*** Supplied entries Section Begins ***
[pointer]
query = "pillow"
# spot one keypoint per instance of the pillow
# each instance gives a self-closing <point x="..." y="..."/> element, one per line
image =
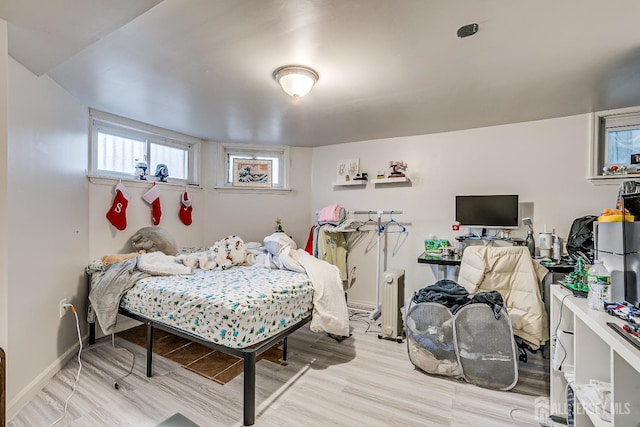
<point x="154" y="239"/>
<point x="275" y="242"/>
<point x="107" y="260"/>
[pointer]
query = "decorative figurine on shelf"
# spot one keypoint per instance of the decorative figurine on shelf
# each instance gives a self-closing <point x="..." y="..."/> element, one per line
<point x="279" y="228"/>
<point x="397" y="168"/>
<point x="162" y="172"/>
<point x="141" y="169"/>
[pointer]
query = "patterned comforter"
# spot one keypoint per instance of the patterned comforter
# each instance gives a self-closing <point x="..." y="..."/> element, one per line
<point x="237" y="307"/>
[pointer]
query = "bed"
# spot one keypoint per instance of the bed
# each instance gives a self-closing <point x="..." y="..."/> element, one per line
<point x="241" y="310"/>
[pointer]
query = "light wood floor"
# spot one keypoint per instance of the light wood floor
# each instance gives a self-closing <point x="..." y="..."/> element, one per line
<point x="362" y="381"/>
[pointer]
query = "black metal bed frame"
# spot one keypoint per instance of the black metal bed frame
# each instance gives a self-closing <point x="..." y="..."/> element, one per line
*** Supplied entries Section Ends ***
§ **What to produce**
For this step, transcribe all the material above exactly and drop the images.

§ **Exercise result**
[pointer]
query = "pillow"
# spot one keypoint per instance of the pillow
# each instance gives a self-closing <point x="..." y="..."/> element, one per line
image =
<point x="154" y="239"/>
<point x="275" y="242"/>
<point x="107" y="260"/>
[pointer]
query = "decorative figurine on shelf"
# spot one keypoint per instance of the decorative figurine on shelf
# each instance gives a self-closing <point x="..." y="..."/> element, one per line
<point x="279" y="228"/>
<point x="397" y="168"/>
<point x="162" y="172"/>
<point x="141" y="169"/>
[pointer]
query = "patterned comforter"
# spot one keypoint per instance of the patterned comforter
# each instance gives a self-closing <point x="..." y="..."/> element, one per line
<point x="237" y="307"/>
[pointer]
query = "bed"
# spot one keypoint per instance of the bed
# each instance gives a self-closing <point x="..." y="..."/> element, one per line
<point x="241" y="310"/>
[pointer]
query = "light wood floor"
# spot one keypoint per instance of the light wood floor
# each instance gives a self-closing <point x="..." y="..."/> element, one per line
<point x="362" y="381"/>
[pointer]
query = "black metal bed frame"
# spot one keypoint per instance of the black metal bed frame
# each instance gives a self-closing <point x="..." y="..."/> element, one per line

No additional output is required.